Return verbatim every line from the one containing "instance like [860,428]." through the last line of the rows below, both ends included.

---------- Records for processing

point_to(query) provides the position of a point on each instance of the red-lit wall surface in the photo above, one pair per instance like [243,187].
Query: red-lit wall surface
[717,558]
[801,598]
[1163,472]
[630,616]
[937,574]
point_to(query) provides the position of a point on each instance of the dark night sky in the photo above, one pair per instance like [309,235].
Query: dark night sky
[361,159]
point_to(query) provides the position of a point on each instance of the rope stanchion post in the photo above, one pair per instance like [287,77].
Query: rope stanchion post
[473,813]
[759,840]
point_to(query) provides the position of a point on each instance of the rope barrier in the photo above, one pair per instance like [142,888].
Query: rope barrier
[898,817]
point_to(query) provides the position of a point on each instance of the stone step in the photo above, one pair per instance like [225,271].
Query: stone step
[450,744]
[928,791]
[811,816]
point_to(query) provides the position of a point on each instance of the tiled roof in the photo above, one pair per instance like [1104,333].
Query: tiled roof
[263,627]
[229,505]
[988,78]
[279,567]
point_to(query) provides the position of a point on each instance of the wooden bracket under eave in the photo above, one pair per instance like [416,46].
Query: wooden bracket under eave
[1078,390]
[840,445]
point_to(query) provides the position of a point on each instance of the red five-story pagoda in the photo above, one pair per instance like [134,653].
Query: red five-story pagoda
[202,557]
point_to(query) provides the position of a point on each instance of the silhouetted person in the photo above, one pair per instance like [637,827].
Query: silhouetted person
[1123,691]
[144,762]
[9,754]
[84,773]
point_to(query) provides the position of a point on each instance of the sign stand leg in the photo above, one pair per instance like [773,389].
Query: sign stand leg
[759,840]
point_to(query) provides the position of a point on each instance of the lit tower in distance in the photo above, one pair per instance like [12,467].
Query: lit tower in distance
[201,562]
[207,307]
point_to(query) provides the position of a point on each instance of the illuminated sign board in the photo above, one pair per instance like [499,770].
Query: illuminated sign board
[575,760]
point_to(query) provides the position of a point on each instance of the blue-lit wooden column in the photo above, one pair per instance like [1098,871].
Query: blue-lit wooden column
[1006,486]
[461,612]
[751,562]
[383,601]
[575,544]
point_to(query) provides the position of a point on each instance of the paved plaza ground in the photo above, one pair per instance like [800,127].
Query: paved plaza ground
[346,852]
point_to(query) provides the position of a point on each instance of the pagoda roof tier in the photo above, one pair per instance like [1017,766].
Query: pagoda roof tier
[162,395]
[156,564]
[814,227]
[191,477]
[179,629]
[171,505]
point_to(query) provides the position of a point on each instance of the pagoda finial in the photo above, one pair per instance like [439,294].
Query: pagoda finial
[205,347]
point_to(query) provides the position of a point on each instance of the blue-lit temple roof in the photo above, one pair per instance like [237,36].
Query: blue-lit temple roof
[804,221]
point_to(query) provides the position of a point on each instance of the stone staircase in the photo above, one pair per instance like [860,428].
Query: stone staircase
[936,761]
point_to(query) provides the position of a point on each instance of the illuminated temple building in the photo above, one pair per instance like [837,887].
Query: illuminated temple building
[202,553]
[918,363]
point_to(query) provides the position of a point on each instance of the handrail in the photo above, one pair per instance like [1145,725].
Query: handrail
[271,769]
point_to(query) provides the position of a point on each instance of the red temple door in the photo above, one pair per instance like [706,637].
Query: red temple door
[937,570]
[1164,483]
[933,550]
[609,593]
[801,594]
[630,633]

--------------------

_Task answer_
point_to(query) provides the position of a point on each instance of the stone staircase in the photo above, one pair per instance like [860,428].
Query: stone staircase
[936,761]
point_to(query) provides the position of a point on each instance of the illuminated temple building in the photo above, one pair per instance like [837,887].
Query: illuminated temple building
[202,553]
[918,363]
point_to(query) provides the position of a point on each instance of the handrail in the photo above, one pair per instance like [1145,725].
Query: handrail
[271,769]
point_to(query) provides the position of a point on each instance of the red temple door in the photo above, one pair per instance like [706,637].
Query: red temple door
[937,570]
[1164,483]
[933,550]
[609,593]
[801,594]
[630,633]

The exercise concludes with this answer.